Trecho citado |
_ _ _ _ _
Francisco Xavier Ferreira destacou-se como escritor, jornalista e grande orador. Foi eleito Deputado à Câmara Constituinte do Império. Iniciado na Maçonaria foi destacado pelo Grande Oriente do Brasil para fundar uma filial maçônica na Vila do Rio Grande, organizando em 1820 a Sociedade Defensora da Liberdade e Independência Nacional. Tornou-se amigo do também maçon, D. Pedro I, a quem Xavier Ferreira encaminhou a representação de elevação de Porto Alegre à condição de cidade em 1822. O pedido foi aceito pelo Imperador que destacou o autor do pedido em Carta Imperial de 14 de novembro de 1822. D. Pedro I indicou Xavier Ferreira para compor a Quarta Junta Governativa para a Província de São Pedro a qual atuou entre novembro de 1823 e março de 1824.
Foi membro da Câmara Municipal do Rio Grande entre 1826 e 1829. A amizade com o Imperador foi desaparecendo e Xavier Ferreira defendeu a abdicação deste, que ocorreu em 1831. Neste ano, com máquinas compradas em Porto Alegre, ele monta uma tipografia em Rio Grande cuja primeira impressão foi um Hino de aclamação à elevação de D. Pedro II a condição de futuro Imperador do Brasil. Nesta mesma tipografia foi publicado o primeiro jornal da Vila do Rio Grande, O Noticiador que circulou a partir de 3 de janeiro de 1832 perdurando até 17 de novembro de 1835, quando o editor transfere-se para Porto Alegre, onde o jornal prossegue até fevereiro de 1836. O periódico realizava fortes ataques aos conservadores que se mantinham antagônicos às posturas liberais. O posicionamento pró-revolucionário marcou a existência do jornal e de certa forma selou o destino de seu editor quando da repressão anti-liberal.
_ _ _ _ _
Dados registrados |
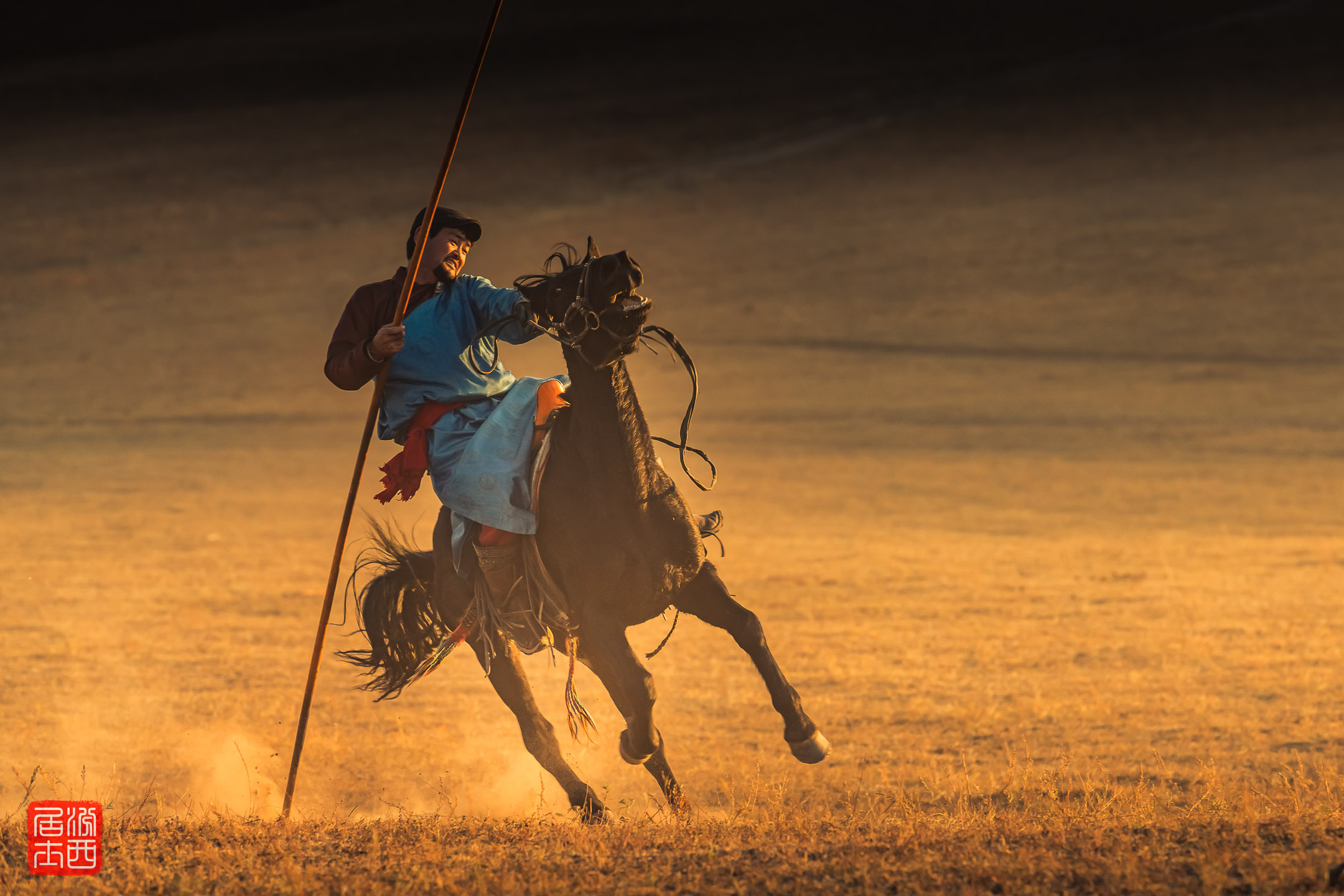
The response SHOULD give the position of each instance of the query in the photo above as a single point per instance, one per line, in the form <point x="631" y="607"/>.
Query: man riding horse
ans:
<point x="471" y="430"/>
_ _ _ _ _
Exercício | Continue o texto sobre Francisco Xavier Ferreira a partir da última frase dele.

Resultado do exercício |
A dedicação de Xavier Ferreira por assuntos ligados a Rio Grande expressou-se quando da elevação da localidade à condição de cidade em 27 de junho de 1835, um projeto por ele apresentado à Assembléia Legislativa da Província. Com a eclosão da Revolução Farroupilha, a postura liberal assumida por este deputado na crítica à política centralista e autoritária durante o período regencial (1831-1840), torna-o um alvo de destaque frente aos defensores do Império, ainda mais por ter assumido a presidência da Assembléia Provincial sob intervenção farroupilha em novembro de 1835. Em junho de 1836, ele foi preso em Porto Alegre após o fracasso do controle farroupilha na capital e enviado para prisão de Villegagnon no Rio de Janeiro. Durante vinte e dois meses foi mantido prisioneiro em calabouços insalubres sem responder a um processo. Faleceu no cárcere em abril de 1838.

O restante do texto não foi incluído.